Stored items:
════

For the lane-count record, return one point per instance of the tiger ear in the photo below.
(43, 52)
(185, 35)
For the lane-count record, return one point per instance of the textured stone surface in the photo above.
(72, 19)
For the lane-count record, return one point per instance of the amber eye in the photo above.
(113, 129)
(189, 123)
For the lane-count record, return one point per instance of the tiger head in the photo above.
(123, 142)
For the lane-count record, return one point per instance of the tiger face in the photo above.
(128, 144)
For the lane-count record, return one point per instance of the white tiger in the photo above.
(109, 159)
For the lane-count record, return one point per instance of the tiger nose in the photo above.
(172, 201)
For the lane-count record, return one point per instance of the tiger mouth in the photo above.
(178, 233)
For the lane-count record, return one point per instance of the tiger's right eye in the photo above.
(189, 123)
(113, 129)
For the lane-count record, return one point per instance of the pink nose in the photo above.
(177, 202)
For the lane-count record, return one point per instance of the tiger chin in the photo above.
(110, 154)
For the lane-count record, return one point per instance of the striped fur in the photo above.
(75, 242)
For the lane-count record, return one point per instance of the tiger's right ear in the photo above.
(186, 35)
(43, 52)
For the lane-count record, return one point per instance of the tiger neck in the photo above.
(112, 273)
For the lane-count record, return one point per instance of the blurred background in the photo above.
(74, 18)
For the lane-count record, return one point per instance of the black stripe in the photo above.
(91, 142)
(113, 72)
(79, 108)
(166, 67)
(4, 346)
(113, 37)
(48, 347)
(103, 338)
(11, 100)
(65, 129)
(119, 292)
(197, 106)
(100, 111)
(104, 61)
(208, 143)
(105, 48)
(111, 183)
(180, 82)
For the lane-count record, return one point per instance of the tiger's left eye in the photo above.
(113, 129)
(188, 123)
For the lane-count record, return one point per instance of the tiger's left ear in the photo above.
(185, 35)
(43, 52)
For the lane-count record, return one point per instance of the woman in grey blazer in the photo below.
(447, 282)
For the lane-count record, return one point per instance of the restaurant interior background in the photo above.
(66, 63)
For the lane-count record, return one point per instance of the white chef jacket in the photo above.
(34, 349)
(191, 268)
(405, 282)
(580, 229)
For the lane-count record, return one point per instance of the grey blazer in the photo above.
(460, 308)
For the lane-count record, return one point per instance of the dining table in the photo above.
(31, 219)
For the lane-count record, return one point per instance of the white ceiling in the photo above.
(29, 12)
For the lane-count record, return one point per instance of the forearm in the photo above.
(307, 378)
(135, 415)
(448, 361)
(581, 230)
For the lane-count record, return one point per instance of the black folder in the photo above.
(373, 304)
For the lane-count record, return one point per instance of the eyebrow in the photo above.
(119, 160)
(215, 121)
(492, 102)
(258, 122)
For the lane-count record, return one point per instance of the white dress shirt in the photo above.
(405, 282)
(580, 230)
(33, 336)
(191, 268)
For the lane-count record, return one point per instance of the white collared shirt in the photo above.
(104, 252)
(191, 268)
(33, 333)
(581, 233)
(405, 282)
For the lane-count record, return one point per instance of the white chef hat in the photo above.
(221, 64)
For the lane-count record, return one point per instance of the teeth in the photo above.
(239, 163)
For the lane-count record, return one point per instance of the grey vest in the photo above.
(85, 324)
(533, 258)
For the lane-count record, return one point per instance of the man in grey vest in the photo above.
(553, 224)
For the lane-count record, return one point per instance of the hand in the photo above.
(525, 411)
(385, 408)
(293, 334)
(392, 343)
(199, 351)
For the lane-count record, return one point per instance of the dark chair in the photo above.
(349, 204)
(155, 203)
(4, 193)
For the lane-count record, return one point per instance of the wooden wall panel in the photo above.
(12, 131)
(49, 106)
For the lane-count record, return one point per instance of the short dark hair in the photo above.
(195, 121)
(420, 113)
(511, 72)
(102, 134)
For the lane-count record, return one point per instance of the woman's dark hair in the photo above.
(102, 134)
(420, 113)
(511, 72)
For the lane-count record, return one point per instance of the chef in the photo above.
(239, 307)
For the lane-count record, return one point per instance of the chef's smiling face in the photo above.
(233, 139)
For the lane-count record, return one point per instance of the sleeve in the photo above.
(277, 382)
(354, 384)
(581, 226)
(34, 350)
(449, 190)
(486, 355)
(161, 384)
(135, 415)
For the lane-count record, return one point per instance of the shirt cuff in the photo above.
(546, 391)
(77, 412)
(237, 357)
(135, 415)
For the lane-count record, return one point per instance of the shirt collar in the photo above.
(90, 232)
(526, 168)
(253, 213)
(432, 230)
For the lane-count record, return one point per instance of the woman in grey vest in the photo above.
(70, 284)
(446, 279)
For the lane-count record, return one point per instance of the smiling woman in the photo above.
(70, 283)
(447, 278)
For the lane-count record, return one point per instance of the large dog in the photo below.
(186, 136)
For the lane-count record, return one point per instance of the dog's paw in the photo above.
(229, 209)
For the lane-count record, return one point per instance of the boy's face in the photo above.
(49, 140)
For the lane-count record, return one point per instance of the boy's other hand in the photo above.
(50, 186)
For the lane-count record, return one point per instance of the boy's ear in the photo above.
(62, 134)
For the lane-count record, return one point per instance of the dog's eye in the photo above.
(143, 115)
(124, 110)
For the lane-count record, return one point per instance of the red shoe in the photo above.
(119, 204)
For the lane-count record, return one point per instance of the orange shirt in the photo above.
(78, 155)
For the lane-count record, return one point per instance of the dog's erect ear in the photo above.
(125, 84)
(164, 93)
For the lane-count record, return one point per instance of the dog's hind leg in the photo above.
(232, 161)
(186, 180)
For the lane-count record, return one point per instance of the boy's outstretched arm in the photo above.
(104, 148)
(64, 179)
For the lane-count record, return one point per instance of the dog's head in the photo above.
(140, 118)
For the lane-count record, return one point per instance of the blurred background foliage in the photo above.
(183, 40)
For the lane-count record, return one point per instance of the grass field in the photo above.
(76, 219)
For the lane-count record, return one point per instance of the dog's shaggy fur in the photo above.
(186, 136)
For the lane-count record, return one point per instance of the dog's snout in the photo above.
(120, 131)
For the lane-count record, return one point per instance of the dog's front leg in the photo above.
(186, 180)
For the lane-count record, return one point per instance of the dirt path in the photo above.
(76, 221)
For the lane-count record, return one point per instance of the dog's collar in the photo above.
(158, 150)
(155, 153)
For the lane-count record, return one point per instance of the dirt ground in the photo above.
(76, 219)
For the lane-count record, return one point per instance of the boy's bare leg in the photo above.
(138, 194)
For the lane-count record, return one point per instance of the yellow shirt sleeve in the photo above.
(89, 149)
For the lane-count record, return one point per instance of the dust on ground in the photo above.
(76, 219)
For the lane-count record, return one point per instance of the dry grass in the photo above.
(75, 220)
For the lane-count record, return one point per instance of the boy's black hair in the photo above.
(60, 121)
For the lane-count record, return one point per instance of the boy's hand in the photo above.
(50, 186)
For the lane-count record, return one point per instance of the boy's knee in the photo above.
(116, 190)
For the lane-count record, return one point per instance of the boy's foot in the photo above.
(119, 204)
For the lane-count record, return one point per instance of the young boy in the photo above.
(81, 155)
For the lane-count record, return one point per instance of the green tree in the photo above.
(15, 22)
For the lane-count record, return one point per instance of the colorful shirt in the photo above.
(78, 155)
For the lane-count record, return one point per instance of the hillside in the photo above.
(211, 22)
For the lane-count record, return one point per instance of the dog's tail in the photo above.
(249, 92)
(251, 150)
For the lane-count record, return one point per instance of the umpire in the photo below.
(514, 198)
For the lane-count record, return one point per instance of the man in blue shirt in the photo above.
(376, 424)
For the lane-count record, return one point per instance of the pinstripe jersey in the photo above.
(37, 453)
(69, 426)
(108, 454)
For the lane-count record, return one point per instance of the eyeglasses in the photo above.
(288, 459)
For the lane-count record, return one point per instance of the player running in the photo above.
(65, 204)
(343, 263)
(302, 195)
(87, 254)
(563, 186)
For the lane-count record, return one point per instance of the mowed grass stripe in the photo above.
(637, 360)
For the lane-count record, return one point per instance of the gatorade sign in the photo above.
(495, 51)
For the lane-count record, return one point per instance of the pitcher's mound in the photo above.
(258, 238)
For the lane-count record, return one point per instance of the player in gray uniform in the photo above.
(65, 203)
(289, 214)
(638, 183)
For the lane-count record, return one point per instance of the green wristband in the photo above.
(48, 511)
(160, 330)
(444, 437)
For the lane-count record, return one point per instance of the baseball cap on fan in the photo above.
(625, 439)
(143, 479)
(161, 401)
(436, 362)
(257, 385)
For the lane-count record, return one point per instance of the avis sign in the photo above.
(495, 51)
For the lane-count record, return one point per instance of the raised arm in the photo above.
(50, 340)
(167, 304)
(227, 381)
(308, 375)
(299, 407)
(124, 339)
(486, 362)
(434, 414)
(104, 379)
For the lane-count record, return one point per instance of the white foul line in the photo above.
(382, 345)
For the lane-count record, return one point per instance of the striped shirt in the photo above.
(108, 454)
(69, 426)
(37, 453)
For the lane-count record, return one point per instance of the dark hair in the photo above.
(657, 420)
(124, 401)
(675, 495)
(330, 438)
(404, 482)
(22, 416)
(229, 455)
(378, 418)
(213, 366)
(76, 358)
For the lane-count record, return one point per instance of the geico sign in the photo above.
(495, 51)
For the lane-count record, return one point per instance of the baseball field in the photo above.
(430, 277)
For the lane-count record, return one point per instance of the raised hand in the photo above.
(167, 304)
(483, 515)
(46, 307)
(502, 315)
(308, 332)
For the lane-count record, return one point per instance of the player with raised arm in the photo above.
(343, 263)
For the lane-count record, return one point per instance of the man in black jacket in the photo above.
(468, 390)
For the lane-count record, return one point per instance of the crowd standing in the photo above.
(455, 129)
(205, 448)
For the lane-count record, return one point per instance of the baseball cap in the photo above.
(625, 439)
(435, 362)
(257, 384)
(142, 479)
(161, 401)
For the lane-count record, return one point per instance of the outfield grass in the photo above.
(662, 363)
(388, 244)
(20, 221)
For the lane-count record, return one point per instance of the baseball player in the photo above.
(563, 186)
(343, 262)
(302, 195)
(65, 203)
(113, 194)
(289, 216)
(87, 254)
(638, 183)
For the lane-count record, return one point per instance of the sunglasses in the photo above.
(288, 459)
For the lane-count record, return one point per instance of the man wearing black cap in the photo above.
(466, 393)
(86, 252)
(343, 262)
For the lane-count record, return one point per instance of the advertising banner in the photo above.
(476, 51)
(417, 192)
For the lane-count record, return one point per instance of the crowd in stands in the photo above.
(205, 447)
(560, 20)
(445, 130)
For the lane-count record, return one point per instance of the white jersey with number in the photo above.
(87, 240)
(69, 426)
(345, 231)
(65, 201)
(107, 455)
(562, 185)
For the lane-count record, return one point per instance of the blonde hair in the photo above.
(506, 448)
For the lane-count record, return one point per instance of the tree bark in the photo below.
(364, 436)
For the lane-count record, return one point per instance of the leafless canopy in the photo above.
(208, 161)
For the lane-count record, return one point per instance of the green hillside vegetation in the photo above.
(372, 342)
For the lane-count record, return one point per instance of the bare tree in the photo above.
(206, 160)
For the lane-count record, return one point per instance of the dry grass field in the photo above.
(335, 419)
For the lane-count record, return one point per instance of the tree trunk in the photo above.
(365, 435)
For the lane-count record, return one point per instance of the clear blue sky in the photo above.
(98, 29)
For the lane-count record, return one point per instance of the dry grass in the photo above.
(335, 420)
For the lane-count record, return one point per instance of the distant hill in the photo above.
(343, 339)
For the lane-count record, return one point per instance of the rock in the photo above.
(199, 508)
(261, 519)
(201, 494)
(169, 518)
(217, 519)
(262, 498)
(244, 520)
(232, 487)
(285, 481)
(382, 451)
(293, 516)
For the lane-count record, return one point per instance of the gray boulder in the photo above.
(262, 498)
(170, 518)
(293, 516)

════

Begin with the line that contains "hill in the photo above." and set down each line exactly until the records above end, including the final line.

• REPLY:
For the lane-count record, return one point per instance of the distant hill in the photo above.
(343, 339)
For the lane-count record, return one point per instance of the rock in the photo above.
(199, 508)
(261, 519)
(201, 494)
(169, 518)
(217, 519)
(262, 498)
(244, 520)
(232, 487)
(285, 481)
(382, 451)
(293, 516)
For the lane-count record, return one point per instance of the gray boulder in the photo above.
(262, 498)
(170, 518)
(293, 516)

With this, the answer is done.